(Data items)

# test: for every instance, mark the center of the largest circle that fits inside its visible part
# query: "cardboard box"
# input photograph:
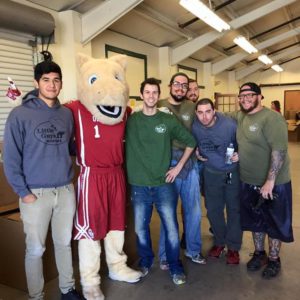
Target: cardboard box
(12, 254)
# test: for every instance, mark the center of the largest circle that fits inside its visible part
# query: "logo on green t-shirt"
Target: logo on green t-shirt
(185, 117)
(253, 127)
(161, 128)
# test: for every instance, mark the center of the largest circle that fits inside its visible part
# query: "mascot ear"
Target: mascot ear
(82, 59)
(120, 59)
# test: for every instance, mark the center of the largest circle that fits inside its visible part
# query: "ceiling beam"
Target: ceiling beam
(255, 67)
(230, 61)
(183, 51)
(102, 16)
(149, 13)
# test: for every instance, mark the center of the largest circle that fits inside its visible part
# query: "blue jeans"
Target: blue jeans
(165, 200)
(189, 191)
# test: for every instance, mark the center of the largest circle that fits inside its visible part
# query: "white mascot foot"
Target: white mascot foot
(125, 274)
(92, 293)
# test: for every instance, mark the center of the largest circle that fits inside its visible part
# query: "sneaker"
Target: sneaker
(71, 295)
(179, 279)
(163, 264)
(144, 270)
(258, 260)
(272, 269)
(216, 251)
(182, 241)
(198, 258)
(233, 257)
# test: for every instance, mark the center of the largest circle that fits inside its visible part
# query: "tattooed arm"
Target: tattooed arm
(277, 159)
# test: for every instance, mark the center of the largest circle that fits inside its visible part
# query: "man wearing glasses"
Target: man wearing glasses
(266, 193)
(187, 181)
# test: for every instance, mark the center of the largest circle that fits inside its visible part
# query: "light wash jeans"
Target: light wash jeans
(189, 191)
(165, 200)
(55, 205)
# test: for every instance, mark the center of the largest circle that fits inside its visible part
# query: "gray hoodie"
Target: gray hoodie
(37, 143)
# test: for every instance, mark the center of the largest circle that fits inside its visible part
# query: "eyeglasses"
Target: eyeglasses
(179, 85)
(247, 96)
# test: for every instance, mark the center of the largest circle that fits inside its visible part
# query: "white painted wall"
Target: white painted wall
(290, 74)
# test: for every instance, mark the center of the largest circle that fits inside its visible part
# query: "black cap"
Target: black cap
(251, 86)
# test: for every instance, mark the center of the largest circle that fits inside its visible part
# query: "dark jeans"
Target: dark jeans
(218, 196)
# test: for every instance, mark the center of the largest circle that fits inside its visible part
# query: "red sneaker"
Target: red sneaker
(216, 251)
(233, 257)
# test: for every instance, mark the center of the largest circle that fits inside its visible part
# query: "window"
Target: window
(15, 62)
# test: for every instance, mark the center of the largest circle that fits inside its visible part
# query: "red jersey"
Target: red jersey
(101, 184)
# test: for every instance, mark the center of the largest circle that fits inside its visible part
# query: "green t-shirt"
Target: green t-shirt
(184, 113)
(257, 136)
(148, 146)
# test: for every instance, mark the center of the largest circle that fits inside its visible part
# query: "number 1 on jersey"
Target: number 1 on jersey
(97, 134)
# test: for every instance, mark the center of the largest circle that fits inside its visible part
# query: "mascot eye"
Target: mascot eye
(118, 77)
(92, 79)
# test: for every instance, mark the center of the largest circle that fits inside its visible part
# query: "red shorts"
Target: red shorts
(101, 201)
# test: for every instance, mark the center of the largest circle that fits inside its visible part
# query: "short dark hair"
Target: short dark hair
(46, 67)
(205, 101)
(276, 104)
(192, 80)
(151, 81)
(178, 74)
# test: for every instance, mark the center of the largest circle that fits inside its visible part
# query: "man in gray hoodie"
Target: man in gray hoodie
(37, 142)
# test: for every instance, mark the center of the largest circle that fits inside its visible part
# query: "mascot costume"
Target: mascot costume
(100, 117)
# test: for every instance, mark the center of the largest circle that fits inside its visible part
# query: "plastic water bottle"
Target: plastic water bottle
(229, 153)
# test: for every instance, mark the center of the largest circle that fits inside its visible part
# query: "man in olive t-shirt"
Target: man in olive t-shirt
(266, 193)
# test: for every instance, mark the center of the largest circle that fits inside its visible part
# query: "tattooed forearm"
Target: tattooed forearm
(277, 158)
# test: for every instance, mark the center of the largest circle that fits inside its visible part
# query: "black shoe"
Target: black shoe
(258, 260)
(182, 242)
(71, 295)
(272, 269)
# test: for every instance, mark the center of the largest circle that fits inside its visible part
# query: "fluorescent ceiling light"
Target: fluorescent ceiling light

What is being asked> Repeat the lines above exactly, and keep every picture out.

Full solution>
# test: for every instance, mark the center of the largest circle that fits inside its visible part
# query: "cardboard box"
# input photograph:
Target: cardboard box
(12, 254)
# test: for every instance, mark the center of the largest circle that fits inside its visible part
# query: "logo on green t-shirt"
Target: logo on green t-shirt
(185, 117)
(253, 127)
(161, 128)
# test: for every instance, mark the center of the largest circle that fits inside its visible part
# query: "mascot ear"
Target: mascot ear
(82, 59)
(120, 59)
# test: for every instance, mark the center of the largest circle that fits inside its visible part
# query: "ceiling beam"
Target: ceiling beam
(255, 67)
(230, 61)
(183, 51)
(102, 16)
(149, 13)
# test: for every instance, mark the center of the largest circle that fits inside its visible part
# query: "blue jeans"
Target: blue jeans
(165, 200)
(189, 191)
# test: for every instance, mark the center of the largest circle that fits inside its visible part
# query: "white mascot foot"
Target: white mascot foot
(125, 274)
(92, 293)
# test: for every instance, mark the center of the largest circle that fits inside its visible part
# query: "sneaker"
Target: sneaker
(71, 295)
(179, 279)
(163, 264)
(144, 270)
(258, 260)
(272, 269)
(216, 251)
(182, 241)
(198, 258)
(233, 257)
# test: for every instance, mark the center of the largest circle that fits inside its visible part
# query: "tattooed arm"
Target: tattooed arm
(277, 159)
# test: for every instance, mark the center of the largest circle that fits inside its visible part
# query: "man wearing glasses"
Target: man wearing glasses
(266, 193)
(187, 181)
# test: for every instance, mark the center of the largest circle that fits inside its visible part
# query: "light wash jeans"
Target: light wash jeans
(189, 191)
(165, 200)
(55, 205)
# test: for every instance, mark the center of the largest circle that fits inside its visible part
# query: "gray hoodie"
Target: gray hoodie
(37, 143)
# test: for every instance, mark the center of the largest circle that fits inside its visible part
# query: "eyeglasses"
Target: eyeglasses
(179, 85)
(247, 96)
# test: for every instance, mark the center of the largest circle that fits inside its visible part
# query: "white painted wall"
Target: white painted wall
(290, 74)
# test: for every instance, mark the center of the largest circle that fits inside its visible part
# query: "black cap"
Target: black cap
(251, 86)
# test: for every instance, mark the center of the largest circle that fits inside its visible part
# query: "dark jeans"
Target: dark jeans
(218, 196)
# test: for every instance, mark the center of the largest circle that fits inside its visible part
# query: "red sneaker"
Target: red sneaker
(216, 251)
(233, 257)
# test: for every instance, mark the center of the largest circle that fits inside its visible part
# query: "window"
Target: window
(15, 62)
# test: for every instance, mark the center of the largest circle that fits inside its visible part
# query: "red jersey"
Target: red jersey
(101, 184)
# test: for every instance, mark the center of the largest circle that fits inside its visible part
# query: "green t-shirt"
Target: green t-shirt
(184, 113)
(257, 136)
(148, 146)
# test: for every instance, mark the center of the largest circle that fits inside its visible part
# query: "number 1 on jersey"
Target: number 1 on jersey
(97, 134)
# test: for every instance, mark the center of the largest circle that fits inside its visible part
# query: "mascot eye"
Target: mascot eye
(118, 77)
(92, 79)
# test: for every instance, mark the center of the largest circle that fits inside its visible part
# query: "red shorts"
Target: red shorts
(101, 201)
# test: for every instance, mark the center of the largest circle that fits inside its visible part
# query: "short dark hair"
Target: short dark hair
(46, 67)
(205, 101)
(276, 104)
(192, 80)
(151, 81)
(178, 74)
# test: for every instance, mark the center of the largest circle that fits inside its visible part
# query: "man in gray hoodie"
Target: man in gray hoodie
(37, 142)
# test: for every instance, mark the center of the largest circle that fits inside its visible part
# query: "mascot costume"
Target: mascot costume
(100, 117)
# test: for every instance, mark the center of the largest circle that fits inside its visible part
# query: "plastic water bottle"
Target: plastic water bottle
(229, 153)
# test: for every instance, mark the center of the largest circle that fits inside its visible part
# query: "man in olive t-shirt"
Target: man in olive t-shirt
(266, 193)
# test: for every instance, mark the center of the largest circle that fits inside its visible part
# query: "tattooed forearm"
Target: tattooed forearm
(277, 158)
# test: for every instance, mark the center of the largest circle that fits inside its visible part
# query: "black shoe"
Target: black shoe
(258, 260)
(182, 242)
(71, 295)
(272, 269)
# test: for every instance, mark the center of the largest circle that fits inside its visible part
# query: "fluorescent ceiling light"
Target: fluorescent ceiling light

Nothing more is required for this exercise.